- Work instruction -
Answer these questions using the text on setting financial goals below.
1. In what three areas does the text say most people have financial goals?
2. What does the text call the most important thing needed to achieve your financial goals?
3. According to the text, what can your answers to the listed questions form?

- Study text -

[Start of section]

In real terms, financial planning is something that stays with you for life from the moment you gain independent control of funds, no matter how big or small.
Why We Need To Set Financial Goals
Most people have certain financial goals that they want to achieve in terms of lifestyle, security, and retirement. While some of these, such as retirement, may not be clearly defined or exist in a nebulous form somewhere at the back of the mind, some are more concrete.
As our lives change with the addition of a family and our aspirations, it’s important to analyze our own attitudes towards the future and how we want to live when we’re unable/unwilling to work due to our preferences, age, disability or ill-health.
Achieving your financial goals takes a certain amount of hard work, persistence, and, most importantly, planning. Without a firm plan in mind, time could pass swiftly, and before you know it, a large slice of your income-earning period passes with precious little to show for it.
Setting Financial Goals
While planning your financial future, you can set aside some time to assess your current situation. This can be done by asking yourself some important questions:
- What is your income?
- How much more do you hope to earn in the next few years?
- Do you have debts?
- How much debt do you have?
- How do you plan to repay?
- When do you hope to be free of all current debts?
- What kind of emergencies do you foresee in the next few years?
- How much money would you need to meet them?
- Do you have major life changes coming up in the next few years such as education, marriage/divorce, health care expenses, dependents, children, purchasing property, etc.
- How much money can you put aside to meet these expenses?
Once you have some answers to most of these questions, they can form the basis of your financial plan.

[End of section]

Data excerpts
[Start of section]

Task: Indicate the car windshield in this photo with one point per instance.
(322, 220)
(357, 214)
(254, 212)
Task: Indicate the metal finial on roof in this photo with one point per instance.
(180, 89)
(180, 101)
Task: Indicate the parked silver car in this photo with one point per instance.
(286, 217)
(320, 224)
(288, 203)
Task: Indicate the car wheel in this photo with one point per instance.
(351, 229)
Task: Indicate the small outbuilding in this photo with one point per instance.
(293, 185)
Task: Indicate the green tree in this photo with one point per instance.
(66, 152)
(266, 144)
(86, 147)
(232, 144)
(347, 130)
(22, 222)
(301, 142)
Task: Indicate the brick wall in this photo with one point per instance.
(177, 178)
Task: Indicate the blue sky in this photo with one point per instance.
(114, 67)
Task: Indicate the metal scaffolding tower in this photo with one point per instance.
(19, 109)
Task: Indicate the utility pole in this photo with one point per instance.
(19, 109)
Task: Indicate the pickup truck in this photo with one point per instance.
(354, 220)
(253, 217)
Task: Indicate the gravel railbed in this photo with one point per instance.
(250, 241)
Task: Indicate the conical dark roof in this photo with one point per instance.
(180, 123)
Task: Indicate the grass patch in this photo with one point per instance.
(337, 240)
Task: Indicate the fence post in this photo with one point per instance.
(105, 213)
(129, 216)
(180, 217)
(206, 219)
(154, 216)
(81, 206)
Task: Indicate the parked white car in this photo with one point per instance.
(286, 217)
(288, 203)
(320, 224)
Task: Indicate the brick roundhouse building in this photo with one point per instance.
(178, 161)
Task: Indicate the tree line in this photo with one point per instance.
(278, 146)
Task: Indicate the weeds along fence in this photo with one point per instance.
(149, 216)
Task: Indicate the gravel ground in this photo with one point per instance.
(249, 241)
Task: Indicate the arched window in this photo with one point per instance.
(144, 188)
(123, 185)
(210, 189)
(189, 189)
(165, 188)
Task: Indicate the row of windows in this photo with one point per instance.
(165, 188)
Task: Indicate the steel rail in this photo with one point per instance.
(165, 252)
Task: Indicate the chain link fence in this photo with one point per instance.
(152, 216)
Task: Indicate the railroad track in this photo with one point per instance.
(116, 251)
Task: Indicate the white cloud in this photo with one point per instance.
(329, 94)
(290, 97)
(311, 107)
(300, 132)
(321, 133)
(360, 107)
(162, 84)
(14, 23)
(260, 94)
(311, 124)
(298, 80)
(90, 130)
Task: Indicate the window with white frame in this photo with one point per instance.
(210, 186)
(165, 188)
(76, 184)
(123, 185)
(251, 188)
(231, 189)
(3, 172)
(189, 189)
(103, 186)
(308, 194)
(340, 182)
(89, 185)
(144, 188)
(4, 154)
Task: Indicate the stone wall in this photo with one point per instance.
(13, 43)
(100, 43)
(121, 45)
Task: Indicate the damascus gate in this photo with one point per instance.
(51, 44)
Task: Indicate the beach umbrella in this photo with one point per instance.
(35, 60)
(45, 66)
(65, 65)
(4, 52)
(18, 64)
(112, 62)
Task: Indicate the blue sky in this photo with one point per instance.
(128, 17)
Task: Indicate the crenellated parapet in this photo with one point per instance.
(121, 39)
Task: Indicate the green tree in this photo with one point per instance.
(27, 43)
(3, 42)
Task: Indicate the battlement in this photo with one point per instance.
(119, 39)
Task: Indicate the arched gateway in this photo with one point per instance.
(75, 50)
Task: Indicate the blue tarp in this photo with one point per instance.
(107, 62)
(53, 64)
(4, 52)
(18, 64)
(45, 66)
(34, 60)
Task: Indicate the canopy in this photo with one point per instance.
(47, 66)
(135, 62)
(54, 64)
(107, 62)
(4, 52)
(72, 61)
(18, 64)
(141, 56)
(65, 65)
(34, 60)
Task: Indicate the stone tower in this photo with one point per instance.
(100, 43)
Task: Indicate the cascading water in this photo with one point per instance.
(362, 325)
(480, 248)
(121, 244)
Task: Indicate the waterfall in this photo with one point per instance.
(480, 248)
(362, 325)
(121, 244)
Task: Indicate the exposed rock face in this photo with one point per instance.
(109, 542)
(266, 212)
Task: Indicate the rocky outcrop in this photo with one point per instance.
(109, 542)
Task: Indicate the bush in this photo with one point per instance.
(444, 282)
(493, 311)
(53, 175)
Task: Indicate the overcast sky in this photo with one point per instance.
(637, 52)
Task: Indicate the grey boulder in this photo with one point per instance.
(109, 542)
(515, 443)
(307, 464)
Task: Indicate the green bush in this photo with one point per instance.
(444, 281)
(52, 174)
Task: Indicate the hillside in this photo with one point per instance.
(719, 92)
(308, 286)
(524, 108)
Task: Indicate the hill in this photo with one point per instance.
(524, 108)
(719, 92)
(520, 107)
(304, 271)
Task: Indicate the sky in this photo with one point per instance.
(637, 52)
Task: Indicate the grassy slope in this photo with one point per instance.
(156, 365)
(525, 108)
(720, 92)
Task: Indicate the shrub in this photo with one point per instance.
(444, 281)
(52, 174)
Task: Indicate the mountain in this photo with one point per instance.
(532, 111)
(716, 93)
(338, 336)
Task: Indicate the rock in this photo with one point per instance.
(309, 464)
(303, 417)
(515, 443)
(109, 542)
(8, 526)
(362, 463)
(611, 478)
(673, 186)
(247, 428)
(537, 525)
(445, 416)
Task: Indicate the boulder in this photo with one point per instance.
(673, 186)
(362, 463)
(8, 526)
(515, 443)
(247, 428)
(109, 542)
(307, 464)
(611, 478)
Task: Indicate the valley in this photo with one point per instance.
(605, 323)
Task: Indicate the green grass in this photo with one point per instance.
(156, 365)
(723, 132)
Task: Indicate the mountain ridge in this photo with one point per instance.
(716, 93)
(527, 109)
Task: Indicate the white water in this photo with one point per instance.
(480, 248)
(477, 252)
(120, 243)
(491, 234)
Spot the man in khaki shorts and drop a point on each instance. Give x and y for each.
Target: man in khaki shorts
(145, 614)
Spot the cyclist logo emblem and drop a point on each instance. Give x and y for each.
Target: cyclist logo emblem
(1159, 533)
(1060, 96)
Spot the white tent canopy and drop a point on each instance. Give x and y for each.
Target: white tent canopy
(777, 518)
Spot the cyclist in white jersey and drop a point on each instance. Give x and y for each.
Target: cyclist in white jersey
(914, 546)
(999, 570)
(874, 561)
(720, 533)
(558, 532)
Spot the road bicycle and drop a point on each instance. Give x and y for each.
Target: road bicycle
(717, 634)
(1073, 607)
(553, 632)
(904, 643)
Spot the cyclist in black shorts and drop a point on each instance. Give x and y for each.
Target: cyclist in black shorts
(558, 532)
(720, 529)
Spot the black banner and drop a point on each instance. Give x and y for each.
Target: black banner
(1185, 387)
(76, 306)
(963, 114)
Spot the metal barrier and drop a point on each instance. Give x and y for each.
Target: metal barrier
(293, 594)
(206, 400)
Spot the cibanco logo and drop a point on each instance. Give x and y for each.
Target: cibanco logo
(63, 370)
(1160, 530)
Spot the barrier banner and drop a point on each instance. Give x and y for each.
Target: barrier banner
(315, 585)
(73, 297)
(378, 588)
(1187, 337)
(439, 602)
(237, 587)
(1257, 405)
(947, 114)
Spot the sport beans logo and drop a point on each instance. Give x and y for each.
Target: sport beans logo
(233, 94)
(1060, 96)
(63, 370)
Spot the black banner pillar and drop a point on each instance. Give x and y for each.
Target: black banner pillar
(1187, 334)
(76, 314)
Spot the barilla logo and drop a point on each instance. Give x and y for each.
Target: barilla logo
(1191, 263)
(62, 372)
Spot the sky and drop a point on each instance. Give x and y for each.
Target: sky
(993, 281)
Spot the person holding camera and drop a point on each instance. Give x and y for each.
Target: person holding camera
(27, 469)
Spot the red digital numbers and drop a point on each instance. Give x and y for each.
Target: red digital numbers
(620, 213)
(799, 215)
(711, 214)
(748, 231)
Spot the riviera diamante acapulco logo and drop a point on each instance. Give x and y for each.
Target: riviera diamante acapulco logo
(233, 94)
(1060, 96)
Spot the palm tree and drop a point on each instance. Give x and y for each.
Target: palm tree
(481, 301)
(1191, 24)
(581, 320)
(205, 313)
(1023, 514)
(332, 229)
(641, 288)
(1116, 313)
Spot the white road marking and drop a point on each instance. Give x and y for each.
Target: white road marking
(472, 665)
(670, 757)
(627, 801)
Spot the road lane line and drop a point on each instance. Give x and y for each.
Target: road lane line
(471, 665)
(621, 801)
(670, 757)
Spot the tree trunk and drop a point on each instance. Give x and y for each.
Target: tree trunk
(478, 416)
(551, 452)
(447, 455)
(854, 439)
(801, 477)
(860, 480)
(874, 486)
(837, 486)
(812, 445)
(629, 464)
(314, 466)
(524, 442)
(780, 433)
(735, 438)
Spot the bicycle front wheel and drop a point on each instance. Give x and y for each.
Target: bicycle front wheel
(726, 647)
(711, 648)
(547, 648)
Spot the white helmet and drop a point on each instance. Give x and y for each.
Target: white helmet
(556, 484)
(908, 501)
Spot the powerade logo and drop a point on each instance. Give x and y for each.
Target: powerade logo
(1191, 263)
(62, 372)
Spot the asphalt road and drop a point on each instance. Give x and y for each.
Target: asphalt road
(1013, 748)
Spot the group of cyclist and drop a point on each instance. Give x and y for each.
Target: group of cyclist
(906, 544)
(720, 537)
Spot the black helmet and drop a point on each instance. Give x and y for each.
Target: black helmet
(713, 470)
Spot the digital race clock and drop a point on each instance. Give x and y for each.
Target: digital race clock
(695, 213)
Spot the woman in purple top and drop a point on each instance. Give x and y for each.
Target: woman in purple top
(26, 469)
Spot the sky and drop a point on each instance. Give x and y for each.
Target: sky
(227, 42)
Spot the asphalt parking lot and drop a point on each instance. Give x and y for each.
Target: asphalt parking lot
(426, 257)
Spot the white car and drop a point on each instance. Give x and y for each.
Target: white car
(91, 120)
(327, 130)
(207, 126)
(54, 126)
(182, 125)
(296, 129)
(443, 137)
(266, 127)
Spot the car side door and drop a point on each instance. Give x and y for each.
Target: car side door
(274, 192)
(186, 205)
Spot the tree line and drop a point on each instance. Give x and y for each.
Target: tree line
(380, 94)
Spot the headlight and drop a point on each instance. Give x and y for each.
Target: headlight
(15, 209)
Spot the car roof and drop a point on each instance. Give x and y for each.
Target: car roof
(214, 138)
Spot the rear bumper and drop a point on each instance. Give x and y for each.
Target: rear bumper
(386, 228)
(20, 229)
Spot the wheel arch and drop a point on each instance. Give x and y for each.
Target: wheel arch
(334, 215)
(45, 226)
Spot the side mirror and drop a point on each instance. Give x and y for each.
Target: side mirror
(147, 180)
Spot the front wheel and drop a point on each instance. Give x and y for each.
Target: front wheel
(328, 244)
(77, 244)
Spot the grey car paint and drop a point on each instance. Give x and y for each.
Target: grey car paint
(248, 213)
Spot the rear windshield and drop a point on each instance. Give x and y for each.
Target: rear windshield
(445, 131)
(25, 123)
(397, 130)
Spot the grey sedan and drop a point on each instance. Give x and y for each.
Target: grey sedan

[End of section]

- Reply -
1. Lifestyle, security, and retirement.
2. Planning.
3. The basis of your financial plan.